### Required action
Your job is to retype the whole listing exactly.
== == ==
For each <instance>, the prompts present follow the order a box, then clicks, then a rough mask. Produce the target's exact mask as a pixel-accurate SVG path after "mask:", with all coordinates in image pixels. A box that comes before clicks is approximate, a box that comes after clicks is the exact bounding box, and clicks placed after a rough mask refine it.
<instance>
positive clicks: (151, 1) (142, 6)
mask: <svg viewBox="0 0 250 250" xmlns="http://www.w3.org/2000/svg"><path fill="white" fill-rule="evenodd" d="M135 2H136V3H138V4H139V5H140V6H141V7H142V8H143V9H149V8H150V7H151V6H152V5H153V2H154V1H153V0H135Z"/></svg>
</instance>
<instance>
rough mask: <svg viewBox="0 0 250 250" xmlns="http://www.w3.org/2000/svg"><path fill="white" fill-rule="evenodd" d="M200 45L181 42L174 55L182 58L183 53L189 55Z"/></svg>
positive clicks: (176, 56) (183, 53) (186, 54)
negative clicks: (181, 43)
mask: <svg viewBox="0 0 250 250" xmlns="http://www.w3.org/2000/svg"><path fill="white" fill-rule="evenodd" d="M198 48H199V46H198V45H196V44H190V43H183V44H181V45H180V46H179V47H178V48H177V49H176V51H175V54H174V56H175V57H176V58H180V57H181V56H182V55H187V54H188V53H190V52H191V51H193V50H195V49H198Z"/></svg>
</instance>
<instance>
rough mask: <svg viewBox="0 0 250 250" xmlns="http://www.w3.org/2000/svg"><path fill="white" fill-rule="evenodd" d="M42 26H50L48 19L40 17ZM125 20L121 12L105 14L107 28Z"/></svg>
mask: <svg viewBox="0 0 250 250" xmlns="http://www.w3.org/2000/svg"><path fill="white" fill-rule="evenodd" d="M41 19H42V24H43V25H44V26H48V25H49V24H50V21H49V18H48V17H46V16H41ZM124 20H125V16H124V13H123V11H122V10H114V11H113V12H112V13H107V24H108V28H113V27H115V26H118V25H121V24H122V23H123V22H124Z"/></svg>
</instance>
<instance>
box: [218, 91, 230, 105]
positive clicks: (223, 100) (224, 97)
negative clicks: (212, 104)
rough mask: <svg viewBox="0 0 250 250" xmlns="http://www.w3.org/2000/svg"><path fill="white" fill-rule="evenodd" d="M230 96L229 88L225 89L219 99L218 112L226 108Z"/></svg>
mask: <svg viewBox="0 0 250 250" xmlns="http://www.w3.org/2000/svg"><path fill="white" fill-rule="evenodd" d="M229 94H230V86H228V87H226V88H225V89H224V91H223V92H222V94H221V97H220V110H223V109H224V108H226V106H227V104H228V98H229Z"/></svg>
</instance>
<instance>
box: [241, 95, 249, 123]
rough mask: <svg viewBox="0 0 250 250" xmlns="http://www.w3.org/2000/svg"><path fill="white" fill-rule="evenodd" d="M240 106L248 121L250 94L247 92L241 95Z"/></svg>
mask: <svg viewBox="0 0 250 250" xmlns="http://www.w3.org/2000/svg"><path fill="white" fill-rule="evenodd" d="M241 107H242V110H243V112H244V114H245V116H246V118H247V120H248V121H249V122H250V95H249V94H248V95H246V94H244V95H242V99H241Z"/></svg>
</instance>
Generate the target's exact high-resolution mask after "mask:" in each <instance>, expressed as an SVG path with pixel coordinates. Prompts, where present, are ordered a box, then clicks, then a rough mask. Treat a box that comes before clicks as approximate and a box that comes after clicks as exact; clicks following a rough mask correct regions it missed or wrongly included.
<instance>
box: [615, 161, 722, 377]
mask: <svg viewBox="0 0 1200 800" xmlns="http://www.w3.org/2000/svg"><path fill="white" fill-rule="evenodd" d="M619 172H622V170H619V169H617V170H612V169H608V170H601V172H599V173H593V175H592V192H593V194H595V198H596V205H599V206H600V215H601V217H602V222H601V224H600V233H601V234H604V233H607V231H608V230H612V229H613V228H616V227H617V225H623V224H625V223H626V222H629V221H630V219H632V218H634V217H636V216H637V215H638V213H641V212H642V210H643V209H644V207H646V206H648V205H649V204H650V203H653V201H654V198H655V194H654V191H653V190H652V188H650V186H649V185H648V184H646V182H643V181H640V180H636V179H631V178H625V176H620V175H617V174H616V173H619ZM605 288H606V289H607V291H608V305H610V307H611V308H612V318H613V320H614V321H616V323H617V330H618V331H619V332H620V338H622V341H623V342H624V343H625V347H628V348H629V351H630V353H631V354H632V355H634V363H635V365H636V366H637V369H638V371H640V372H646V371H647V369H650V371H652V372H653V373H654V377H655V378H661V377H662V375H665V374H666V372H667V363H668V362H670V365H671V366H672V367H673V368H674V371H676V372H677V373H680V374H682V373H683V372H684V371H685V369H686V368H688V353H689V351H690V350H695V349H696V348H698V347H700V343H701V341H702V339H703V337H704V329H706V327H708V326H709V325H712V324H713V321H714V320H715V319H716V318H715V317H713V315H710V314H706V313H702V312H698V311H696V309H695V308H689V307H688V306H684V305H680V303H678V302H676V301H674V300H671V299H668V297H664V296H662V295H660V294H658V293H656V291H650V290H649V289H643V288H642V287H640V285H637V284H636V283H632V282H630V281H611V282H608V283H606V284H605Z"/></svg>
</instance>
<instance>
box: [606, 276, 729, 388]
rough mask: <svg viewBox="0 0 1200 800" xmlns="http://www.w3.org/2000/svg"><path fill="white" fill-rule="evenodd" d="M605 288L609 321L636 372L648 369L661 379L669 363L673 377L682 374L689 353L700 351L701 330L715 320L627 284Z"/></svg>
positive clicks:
== == ==
### Finished task
For each <instance>, the prompts present follow the order a box, then clicks, then a rough mask. Produce the target's exact mask as a pixel-accurate SVG path after "mask:", with all coordinates in image pixels. A box that comes before clicks is approximate, a box that comes after clicks is the exact bounding box, and clicks placed after a rough mask refine it.
<instance>
positive clicks: (151, 1) (142, 6)
mask: <svg viewBox="0 0 250 250" xmlns="http://www.w3.org/2000/svg"><path fill="white" fill-rule="evenodd" d="M135 2H136V3H138V4H139V5H140V6H141V7H142V8H143V9H149V8H150V7H151V6H152V5H153V2H154V1H153V0H135Z"/></svg>
</instance>
<instance>
rough mask: <svg viewBox="0 0 250 250" xmlns="http://www.w3.org/2000/svg"><path fill="white" fill-rule="evenodd" d="M200 45L181 42L174 55L182 58L183 53L189 55Z"/></svg>
positive clicks: (176, 56) (183, 53) (186, 54)
negative clicks: (181, 43)
mask: <svg viewBox="0 0 250 250" xmlns="http://www.w3.org/2000/svg"><path fill="white" fill-rule="evenodd" d="M198 48H199V46H198V45H196V44H190V43H183V44H181V45H180V46H179V47H178V48H177V49H176V51H175V54H174V56H175V57H176V58H180V57H181V56H182V55H187V54H188V53H190V52H191V51H193V50H195V49H198Z"/></svg>
</instance>
<instance>
rough mask: <svg viewBox="0 0 250 250" xmlns="http://www.w3.org/2000/svg"><path fill="white" fill-rule="evenodd" d="M42 26H50L48 19L40 17ZM125 20L121 12L105 14L107 28Z"/></svg>
mask: <svg viewBox="0 0 250 250" xmlns="http://www.w3.org/2000/svg"><path fill="white" fill-rule="evenodd" d="M41 19H42V24H43V25H44V26H48V25H49V24H50V21H49V18H48V17H46V16H41ZM124 20H125V16H124V13H123V11H122V10H114V11H113V12H112V13H107V24H108V28H113V27H115V26H118V25H121V24H122V23H123V22H124Z"/></svg>
</instance>
<instance>
box: [218, 91, 230, 105]
positive clicks: (223, 100) (224, 97)
negative clicks: (212, 104)
rough mask: <svg viewBox="0 0 250 250" xmlns="http://www.w3.org/2000/svg"><path fill="white" fill-rule="evenodd" d="M230 96L229 88L225 89L219 99L218 112L226 108Z"/></svg>
mask: <svg viewBox="0 0 250 250" xmlns="http://www.w3.org/2000/svg"><path fill="white" fill-rule="evenodd" d="M229 94H230V86H228V87H226V88H225V89H224V91H223V92H222V94H221V97H220V110H223V109H224V108H226V106H227V104H228V98H229Z"/></svg>
</instance>
<instance>
box: [241, 95, 249, 123]
rough mask: <svg viewBox="0 0 250 250" xmlns="http://www.w3.org/2000/svg"><path fill="white" fill-rule="evenodd" d="M240 106L248 121L250 94L247 92L241 95Z"/></svg>
mask: <svg viewBox="0 0 250 250" xmlns="http://www.w3.org/2000/svg"><path fill="white" fill-rule="evenodd" d="M241 107H242V110H243V112H244V114H245V116H246V118H247V120H248V121H249V122H250V95H249V94H248V95H246V94H244V95H242V99H241Z"/></svg>
</instance>
Generate the target's exact high-resolution mask after "mask:" in each <instance>, expressed as an SVG path with pixel coordinates. Prompts, where present, are ordered a box, then clicks, then a rough mask. Treat a box that comes before clicks as approximate and a box that comes after clicks as exact; clicks following a rough mask correct regions it missed or wrongly included.
<instance>
box: [615, 161, 722, 377]
mask: <svg viewBox="0 0 1200 800" xmlns="http://www.w3.org/2000/svg"><path fill="white" fill-rule="evenodd" d="M619 172H622V170H619V169H617V170H612V169H608V170H601V172H599V173H593V175H592V192H593V194H595V198H596V205H599V206H600V215H601V217H602V222H601V224H600V233H601V234H604V233H607V231H608V230H612V229H613V228H616V227H617V225H623V224H625V223H626V222H629V221H630V219H632V218H634V217H636V216H637V215H638V213H641V212H642V210H643V209H644V207H646V206H648V205H649V204H650V203H653V201H654V198H655V194H654V191H653V190H652V188H650V186H649V185H648V184H646V182H643V181H640V180H636V179H631V178H625V176H620V175H617V174H616V173H619ZM605 288H606V289H607V291H608V305H610V307H611V308H612V318H613V320H614V321H616V323H617V330H618V331H619V332H620V338H622V341H623V342H624V343H625V347H628V348H629V351H630V353H631V354H632V355H634V363H635V365H636V366H637V369H638V371H640V372H646V371H647V369H650V371H652V372H653V373H654V377H655V378H661V377H662V375H665V374H666V372H667V363H668V362H670V365H671V366H672V367H673V368H674V371H676V372H677V373H680V374H682V373H683V372H684V371H685V369H686V368H688V353H689V351H690V350H695V349H696V348H698V347H700V343H701V341H702V339H703V337H704V329H706V327H708V326H709V325H712V324H713V321H714V320H715V319H716V318H715V317H713V315H710V314H706V313H702V312H698V311H696V309H695V308H689V307H688V306H684V305H680V303H678V302H676V301H674V300H671V299H668V297H664V296H662V295H660V294H658V293H656V291H650V290H649V289H643V288H642V287H640V285H637V284H636V283H632V282H630V281H611V282H608V283H606V284H605Z"/></svg>
</instance>
<instance>
box: [606, 276, 729, 388]
rough mask: <svg viewBox="0 0 1200 800" xmlns="http://www.w3.org/2000/svg"><path fill="white" fill-rule="evenodd" d="M605 288L609 321L636 372L648 369L661 379L669 363L673 377L682 374L689 353L700 351L701 330L715 320L627 284Z"/></svg>
positive clicks:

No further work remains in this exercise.